● REQUIRED TASK: Reproduce every one of the following records verbatim, line for line.

● SUPPLIED DATA:
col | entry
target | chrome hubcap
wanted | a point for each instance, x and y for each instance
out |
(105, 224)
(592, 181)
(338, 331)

● RESULT FOR THIS TASK:
col | entry
target | chrome hubcap
wanted | a point for each instance, x and y for each instance
out |
(105, 224)
(592, 181)
(338, 331)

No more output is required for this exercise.